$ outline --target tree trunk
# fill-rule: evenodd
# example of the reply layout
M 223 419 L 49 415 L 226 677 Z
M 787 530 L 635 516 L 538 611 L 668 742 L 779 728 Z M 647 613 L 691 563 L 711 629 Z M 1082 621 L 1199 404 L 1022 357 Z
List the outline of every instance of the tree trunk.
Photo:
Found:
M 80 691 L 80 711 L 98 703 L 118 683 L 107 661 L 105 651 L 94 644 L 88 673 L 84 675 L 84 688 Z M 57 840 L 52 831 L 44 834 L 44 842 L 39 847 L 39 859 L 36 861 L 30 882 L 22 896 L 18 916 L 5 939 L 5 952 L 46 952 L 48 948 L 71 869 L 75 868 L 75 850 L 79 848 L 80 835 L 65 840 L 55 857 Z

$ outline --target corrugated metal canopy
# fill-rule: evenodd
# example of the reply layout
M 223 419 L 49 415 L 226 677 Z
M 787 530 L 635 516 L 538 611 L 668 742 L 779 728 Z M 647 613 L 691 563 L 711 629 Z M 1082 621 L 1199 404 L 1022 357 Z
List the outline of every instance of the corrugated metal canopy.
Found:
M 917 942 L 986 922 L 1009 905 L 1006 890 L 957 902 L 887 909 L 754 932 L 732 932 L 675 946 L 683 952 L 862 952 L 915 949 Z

········

Direction: Find each line in the records that contains the word "metal" and copy those lines. The match is case-sensitive.

Result of the exercise:
$ outline --target corrugated metal canopy
List the outline of every instance of the corrugated metal canopy.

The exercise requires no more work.